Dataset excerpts
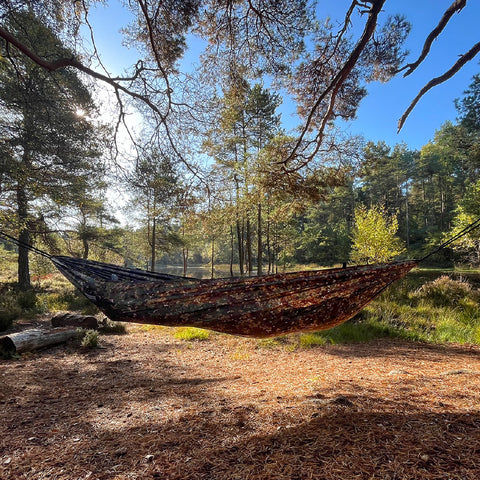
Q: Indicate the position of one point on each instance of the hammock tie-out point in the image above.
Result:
(263, 306)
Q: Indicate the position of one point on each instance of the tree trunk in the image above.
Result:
(259, 242)
(407, 219)
(67, 319)
(185, 260)
(240, 246)
(212, 273)
(249, 247)
(154, 241)
(24, 239)
(34, 339)
(231, 250)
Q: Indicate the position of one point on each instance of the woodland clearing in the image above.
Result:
(147, 405)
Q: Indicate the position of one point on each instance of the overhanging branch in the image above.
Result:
(438, 80)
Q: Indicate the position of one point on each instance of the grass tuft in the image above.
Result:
(191, 334)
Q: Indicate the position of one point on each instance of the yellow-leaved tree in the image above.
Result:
(374, 236)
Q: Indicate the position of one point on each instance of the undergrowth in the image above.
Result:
(191, 333)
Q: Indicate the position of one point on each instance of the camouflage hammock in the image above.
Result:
(263, 306)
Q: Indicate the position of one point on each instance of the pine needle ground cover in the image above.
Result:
(150, 406)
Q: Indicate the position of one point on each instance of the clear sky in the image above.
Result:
(380, 110)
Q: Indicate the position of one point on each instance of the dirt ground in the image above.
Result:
(148, 406)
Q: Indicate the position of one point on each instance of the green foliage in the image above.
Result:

ASSIGNMENT:
Where a line of the records holds the word "hammock", copy that line.

SOLUTION TO THIS EXERCISE:
Q: Indicate the position of one point on each instance of the hammock tie-out point in the image above.
Q: Indicate the position of one point on each instance of the camouflage hammock in the image above.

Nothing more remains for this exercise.